* Prompt *
From the entries below, copy out every line with "motorcycle" in it.

(Saved data entries)

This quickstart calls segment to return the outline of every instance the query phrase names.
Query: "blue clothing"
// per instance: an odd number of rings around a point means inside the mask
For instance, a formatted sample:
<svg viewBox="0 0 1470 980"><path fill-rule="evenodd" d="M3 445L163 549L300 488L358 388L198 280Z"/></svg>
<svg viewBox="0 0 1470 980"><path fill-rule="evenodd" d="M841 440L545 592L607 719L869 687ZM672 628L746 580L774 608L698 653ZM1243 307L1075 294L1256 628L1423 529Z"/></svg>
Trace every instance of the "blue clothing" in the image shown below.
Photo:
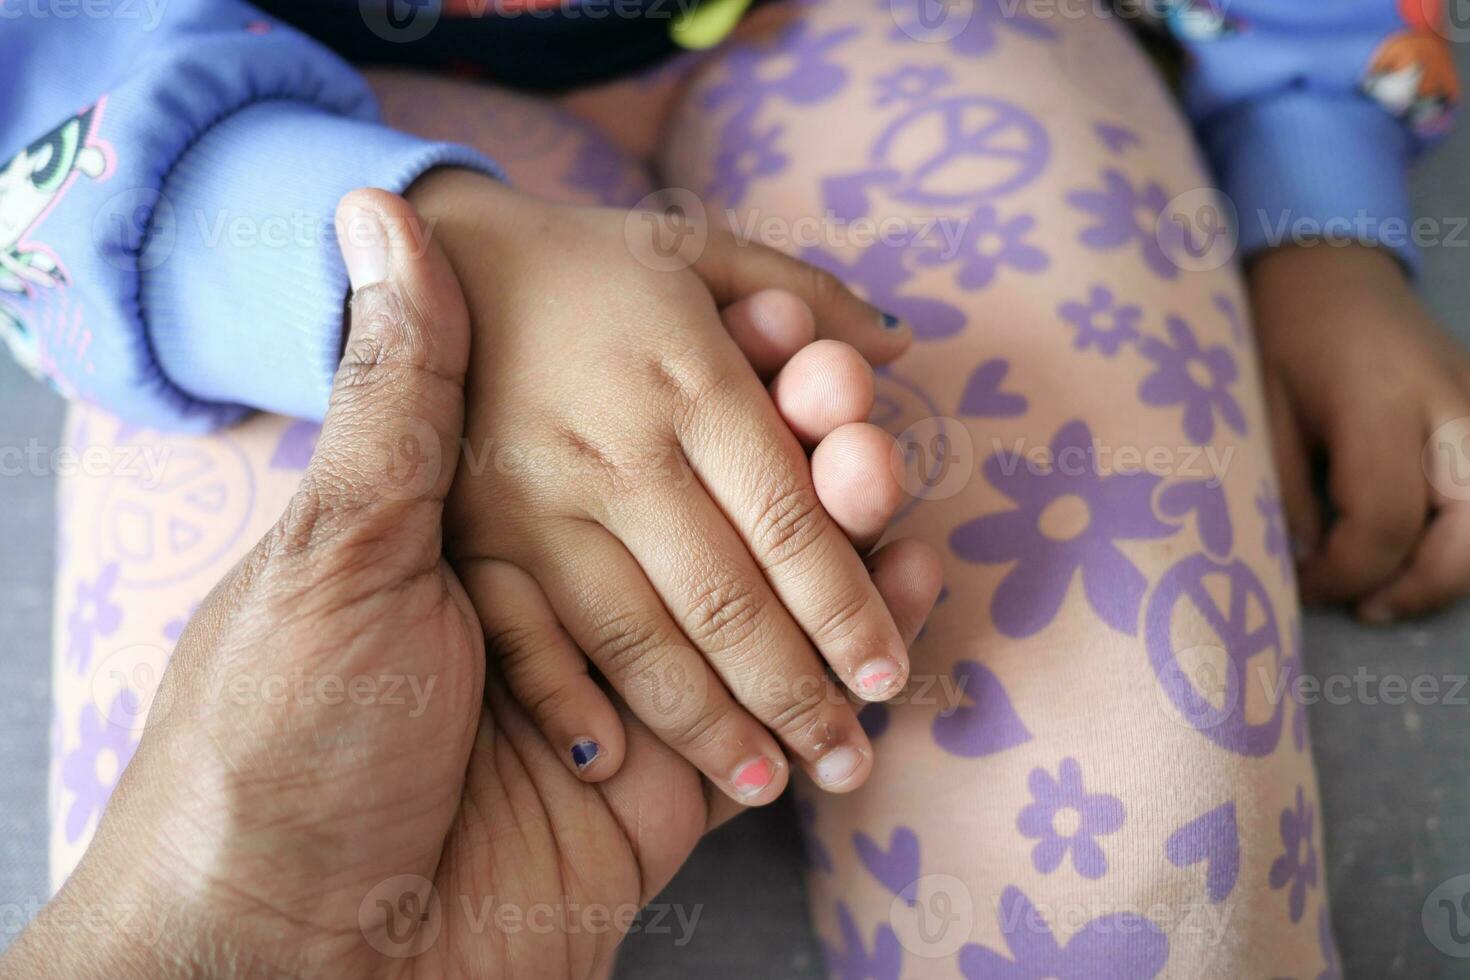
<svg viewBox="0 0 1470 980"><path fill-rule="evenodd" d="M1459 94L1435 5L1172 0L1186 105L1246 254L1305 234L1417 266L1407 170Z"/></svg>
<svg viewBox="0 0 1470 980"><path fill-rule="evenodd" d="M449 0L396 2L437 16ZM366 23L347 0L272 6L324 38L332 16L344 34ZM1412 266L1406 170L1457 95L1448 46L1423 22L1433 0L1167 6L1244 247L1316 223ZM495 164L382 125L347 62L242 0L110 11L0 0L0 86L19 93L0 116L0 337L63 393L140 425L205 431L253 409L320 419L348 292L337 201ZM407 32L385 50L411 60L412 24L384 23L379 36ZM453 36L472 50L466 23ZM1395 222L1405 235L1388 233Z"/></svg>

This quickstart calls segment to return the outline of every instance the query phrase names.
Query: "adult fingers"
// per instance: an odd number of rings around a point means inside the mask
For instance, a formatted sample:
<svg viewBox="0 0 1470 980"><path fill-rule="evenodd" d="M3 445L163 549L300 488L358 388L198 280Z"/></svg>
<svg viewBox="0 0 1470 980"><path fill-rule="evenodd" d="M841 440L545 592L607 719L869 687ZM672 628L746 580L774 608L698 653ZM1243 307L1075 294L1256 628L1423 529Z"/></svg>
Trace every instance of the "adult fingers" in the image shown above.
<svg viewBox="0 0 1470 980"><path fill-rule="evenodd" d="M812 453L817 499L859 551L878 543L903 505L903 487L888 465L893 451L893 436L887 431L852 422L823 439Z"/></svg>
<svg viewBox="0 0 1470 980"><path fill-rule="evenodd" d="M939 552L923 541L900 538L873 552L868 568L903 641L912 646L944 588Z"/></svg>
<svg viewBox="0 0 1470 980"><path fill-rule="evenodd" d="M873 371L856 349L819 340L781 368L771 383L771 398L792 433L810 448L837 427L872 413Z"/></svg>
<svg viewBox="0 0 1470 980"><path fill-rule="evenodd" d="M408 202L353 191L337 224L352 284L347 348L284 526L297 543L371 542L380 567L428 567L464 423L469 314Z"/></svg>
<svg viewBox="0 0 1470 980"><path fill-rule="evenodd" d="M725 330L762 381L817 339L811 307L783 289L763 289L720 311Z"/></svg>

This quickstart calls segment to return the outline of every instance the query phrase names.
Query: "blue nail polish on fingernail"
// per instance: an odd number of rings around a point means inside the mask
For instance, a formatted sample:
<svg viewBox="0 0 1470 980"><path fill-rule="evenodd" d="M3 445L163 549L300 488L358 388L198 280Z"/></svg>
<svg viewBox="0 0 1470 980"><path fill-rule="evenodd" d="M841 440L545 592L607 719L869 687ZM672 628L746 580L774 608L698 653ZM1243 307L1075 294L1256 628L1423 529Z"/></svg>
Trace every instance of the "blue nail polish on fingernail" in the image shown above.
<svg viewBox="0 0 1470 980"><path fill-rule="evenodd" d="M892 313L883 314L884 330L897 330L901 326L903 326L903 321L900 320L898 317L894 316Z"/></svg>
<svg viewBox="0 0 1470 980"><path fill-rule="evenodd" d="M580 738L572 745L572 762L576 765L577 771L581 772L596 762L601 753L602 746L590 738Z"/></svg>

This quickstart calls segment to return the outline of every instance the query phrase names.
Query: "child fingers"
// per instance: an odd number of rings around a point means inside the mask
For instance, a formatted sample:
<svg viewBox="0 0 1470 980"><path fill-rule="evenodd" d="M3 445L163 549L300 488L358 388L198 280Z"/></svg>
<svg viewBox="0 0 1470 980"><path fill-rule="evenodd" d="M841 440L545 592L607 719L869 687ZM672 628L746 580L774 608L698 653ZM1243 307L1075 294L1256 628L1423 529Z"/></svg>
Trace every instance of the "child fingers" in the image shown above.
<svg viewBox="0 0 1470 980"><path fill-rule="evenodd" d="M903 504L903 487L890 465L894 451L893 436L886 431L852 422L823 439L812 453L817 498L859 551L878 543Z"/></svg>
<svg viewBox="0 0 1470 980"><path fill-rule="evenodd" d="M1430 522L1409 567L1358 606L1374 626L1437 612L1470 592L1470 503L1442 508Z"/></svg>
<svg viewBox="0 0 1470 980"><path fill-rule="evenodd" d="M1359 603L1358 618L1365 623L1386 625L1438 612L1470 594L1470 500L1459 492L1464 483L1459 472L1462 457L1458 451L1442 452L1440 443L1442 427L1463 418L1466 411L1465 402L1456 398L1426 420L1426 428L1434 435L1421 451L1420 465L1428 478L1434 516L1408 566L1389 585Z"/></svg>
<svg viewBox="0 0 1470 980"><path fill-rule="evenodd" d="M776 411L808 448L838 426L866 419L873 397L873 369L855 349L835 340L797 351L771 384ZM882 465L886 468L887 461Z"/></svg>
<svg viewBox="0 0 1470 980"><path fill-rule="evenodd" d="M856 712L703 487L652 487L609 518L609 530L735 700L823 789L861 785L872 749ZM834 665L838 673L846 666Z"/></svg>
<svg viewBox="0 0 1470 980"><path fill-rule="evenodd" d="M780 746L690 646L623 544L590 523L562 544L538 579L633 714L731 799L759 806L780 796L789 775Z"/></svg>
<svg viewBox="0 0 1470 980"><path fill-rule="evenodd" d="M1334 419L1327 433L1328 492L1337 517L1321 547L1301 563L1305 597L1360 598L1382 588L1409 558L1428 517L1422 430L1409 409Z"/></svg>
<svg viewBox="0 0 1470 980"><path fill-rule="evenodd" d="M811 308L782 289L763 289L720 311L725 330L762 381L817 339Z"/></svg>
<svg viewBox="0 0 1470 980"><path fill-rule="evenodd" d="M871 364L896 360L913 341L907 326L864 302L830 272L726 231L710 233L694 271L722 307L762 289L795 293L816 317L818 337L852 345Z"/></svg>
<svg viewBox="0 0 1470 980"><path fill-rule="evenodd" d="M467 565L461 579L484 627L486 653L562 763L589 783L616 773L623 764L622 720L541 587L503 561Z"/></svg>
<svg viewBox="0 0 1470 980"><path fill-rule="evenodd" d="M754 375L714 366L700 412L678 413L683 456L791 618L854 693L886 700L903 687L908 651L862 559L827 514L800 444ZM740 418L733 426L729 419Z"/></svg>

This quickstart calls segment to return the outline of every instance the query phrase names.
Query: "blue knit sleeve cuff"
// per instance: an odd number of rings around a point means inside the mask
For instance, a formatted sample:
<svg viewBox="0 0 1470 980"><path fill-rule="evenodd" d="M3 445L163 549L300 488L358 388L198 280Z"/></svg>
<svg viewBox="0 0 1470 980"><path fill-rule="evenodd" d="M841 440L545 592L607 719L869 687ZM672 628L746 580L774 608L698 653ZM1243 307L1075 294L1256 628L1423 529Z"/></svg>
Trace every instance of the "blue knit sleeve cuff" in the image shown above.
<svg viewBox="0 0 1470 980"><path fill-rule="evenodd" d="M1201 136L1238 212L1245 255L1354 241L1390 250L1417 274L1412 139L1378 105L1355 94L1288 92L1223 113Z"/></svg>
<svg viewBox="0 0 1470 980"><path fill-rule="evenodd" d="M337 202L359 187L402 193L440 166L502 176L465 147L304 102L256 102L215 123L154 209L139 298L162 373L201 402L321 419L348 296Z"/></svg>

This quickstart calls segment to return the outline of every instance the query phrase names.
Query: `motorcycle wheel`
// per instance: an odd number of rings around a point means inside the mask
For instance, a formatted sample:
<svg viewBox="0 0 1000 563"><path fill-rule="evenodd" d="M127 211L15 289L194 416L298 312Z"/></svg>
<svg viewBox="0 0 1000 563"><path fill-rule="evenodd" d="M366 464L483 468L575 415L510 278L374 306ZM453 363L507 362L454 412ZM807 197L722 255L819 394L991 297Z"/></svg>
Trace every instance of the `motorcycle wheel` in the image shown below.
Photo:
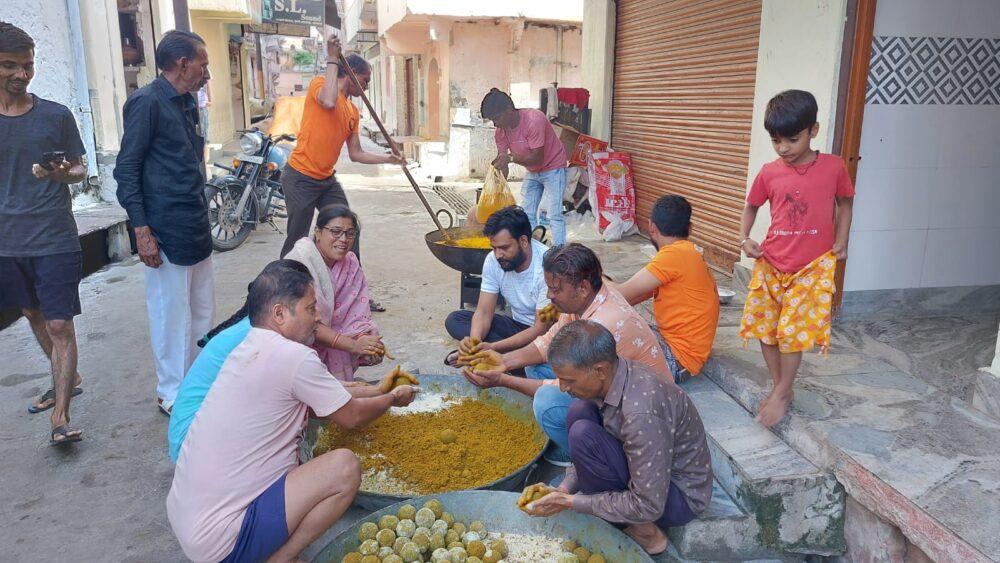
<svg viewBox="0 0 1000 563"><path fill-rule="evenodd" d="M205 199L208 201L208 225L212 233L212 248L227 252L243 244L254 229L257 217L257 200L247 200L243 208L243 220L235 217L240 192L237 186L205 185ZM245 222L251 221L251 222Z"/></svg>

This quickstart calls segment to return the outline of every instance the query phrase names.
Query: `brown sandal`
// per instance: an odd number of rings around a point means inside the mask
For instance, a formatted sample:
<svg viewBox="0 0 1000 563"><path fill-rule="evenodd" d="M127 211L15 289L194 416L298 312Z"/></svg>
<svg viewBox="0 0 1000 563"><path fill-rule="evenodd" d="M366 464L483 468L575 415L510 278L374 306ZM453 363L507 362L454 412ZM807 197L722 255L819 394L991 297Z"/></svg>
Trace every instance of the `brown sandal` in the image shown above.
<svg viewBox="0 0 1000 563"><path fill-rule="evenodd" d="M76 397L80 393L83 393L83 387L74 387L73 391L69 394L69 396ZM45 401L52 401L52 403L41 408L36 406L44 403ZM30 412L31 414L38 414L40 412L45 412L54 406L56 406L56 392L54 389L49 389L48 391L42 393L42 396L39 397L37 401L35 401L34 405L28 407L28 412Z"/></svg>
<svg viewBox="0 0 1000 563"><path fill-rule="evenodd" d="M62 436L62 438L57 439L57 434ZM49 438L49 445L60 446L62 444L79 442L80 440L83 440L83 430L70 428L68 424L63 424L62 426L56 426L52 429L52 435Z"/></svg>

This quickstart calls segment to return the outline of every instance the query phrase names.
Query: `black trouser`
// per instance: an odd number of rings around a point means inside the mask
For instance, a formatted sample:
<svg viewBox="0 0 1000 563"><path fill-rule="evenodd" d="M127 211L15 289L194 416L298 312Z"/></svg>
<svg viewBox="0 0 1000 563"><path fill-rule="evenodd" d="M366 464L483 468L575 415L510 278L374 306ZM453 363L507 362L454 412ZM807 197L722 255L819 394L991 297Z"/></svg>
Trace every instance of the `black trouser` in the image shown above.
<svg viewBox="0 0 1000 563"><path fill-rule="evenodd" d="M461 340L472 332L473 311L453 311L444 320L444 328L455 340ZM490 323L490 331L484 339L486 342L500 342L505 338L510 338L529 325L521 324L505 315L493 315L493 322Z"/></svg>
<svg viewBox="0 0 1000 563"><path fill-rule="evenodd" d="M323 180L317 180L292 168L286 164L281 171L281 189L285 192L285 208L288 210L288 234L285 236L285 245L281 247L281 256L284 257L288 251L295 246L295 242L300 238L309 235L312 228L313 215L317 209L323 209L327 205L344 205L347 203L347 194L344 188L337 181L337 176L332 175ZM361 235L354 239L354 254L361 260Z"/></svg>

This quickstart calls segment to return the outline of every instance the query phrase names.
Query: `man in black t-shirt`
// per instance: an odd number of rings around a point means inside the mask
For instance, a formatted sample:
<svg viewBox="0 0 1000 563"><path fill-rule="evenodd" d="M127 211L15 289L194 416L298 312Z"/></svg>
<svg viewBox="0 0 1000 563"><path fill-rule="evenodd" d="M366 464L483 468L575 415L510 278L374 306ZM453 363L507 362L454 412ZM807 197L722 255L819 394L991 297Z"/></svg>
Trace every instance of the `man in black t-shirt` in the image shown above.
<svg viewBox="0 0 1000 563"><path fill-rule="evenodd" d="M65 444L83 438L69 426L83 260L68 184L87 177L86 151L69 108L28 93L34 62L31 37L0 22L0 309L24 313L52 363L28 411L52 408L51 443Z"/></svg>

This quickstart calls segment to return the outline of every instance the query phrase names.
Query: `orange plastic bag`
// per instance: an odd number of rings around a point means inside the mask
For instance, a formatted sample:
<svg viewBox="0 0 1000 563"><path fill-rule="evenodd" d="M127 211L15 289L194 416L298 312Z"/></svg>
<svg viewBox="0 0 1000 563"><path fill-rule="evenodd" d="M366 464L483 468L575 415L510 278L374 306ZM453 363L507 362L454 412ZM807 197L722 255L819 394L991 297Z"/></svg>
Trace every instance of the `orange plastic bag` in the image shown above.
<svg viewBox="0 0 1000 563"><path fill-rule="evenodd" d="M272 137L279 135L299 135L302 125L302 111L306 106L305 96L282 96L274 102L274 118L267 134Z"/></svg>
<svg viewBox="0 0 1000 563"><path fill-rule="evenodd" d="M503 174L496 167L490 166L486 173L486 183L483 184L483 193L479 196L479 205L476 206L476 220L484 224L490 215L516 203Z"/></svg>

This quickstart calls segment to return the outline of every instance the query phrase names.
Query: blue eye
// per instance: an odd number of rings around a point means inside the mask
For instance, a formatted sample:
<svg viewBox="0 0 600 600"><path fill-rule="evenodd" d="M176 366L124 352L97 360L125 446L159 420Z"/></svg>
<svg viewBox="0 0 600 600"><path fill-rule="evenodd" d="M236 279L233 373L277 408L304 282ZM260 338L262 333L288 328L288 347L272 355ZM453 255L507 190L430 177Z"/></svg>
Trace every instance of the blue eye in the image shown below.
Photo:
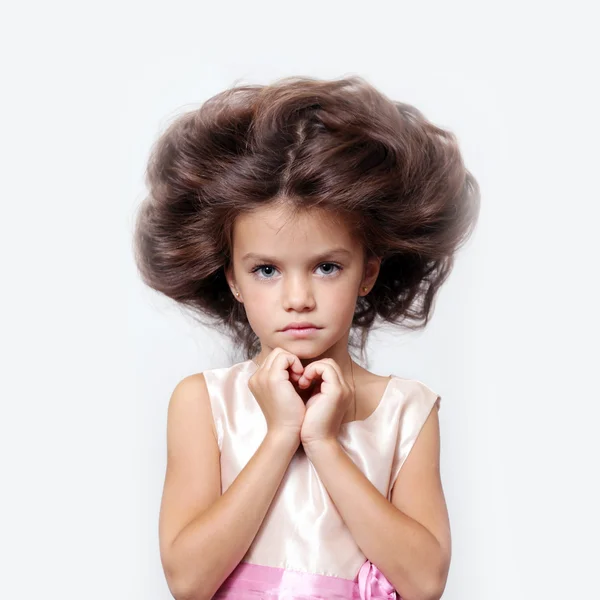
<svg viewBox="0 0 600 600"><path fill-rule="evenodd" d="M260 271L261 269L273 269L273 265L260 265L258 267L256 267L255 269L252 269L253 273L256 273L257 271ZM272 279L272 277L263 277L261 279Z"/></svg>
<svg viewBox="0 0 600 600"><path fill-rule="evenodd" d="M329 267L334 267L336 270L333 271L333 273L337 273L337 271L341 270L341 267L339 267L338 265L334 264L334 263L321 263L319 265L319 267L322 267L323 265L328 265ZM328 273L326 273L326 275L331 275L332 272L329 271Z"/></svg>
<svg viewBox="0 0 600 600"><path fill-rule="evenodd" d="M338 271L342 270L342 267L336 263L329 263L329 262L325 262L325 263L321 263L319 265L319 267L322 267L323 265L327 265L329 267L329 270L325 272L325 277L331 277L335 274L337 274ZM334 268L334 270L331 270L331 267ZM257 267L254 267L254 269L252 269L252 273L258 273L259 271L263 271L263 274L266 270L269 271L276 271L277 269L275 269L275 267L273 265L258 265ZM267 276L267 277L257 277L257 279L273 279L273 277L271 276Z"/></svg>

* Exercise output *
Query: `motorcycle wheel`
Trace every instance of the `motorcycle wheel` in the image shown below.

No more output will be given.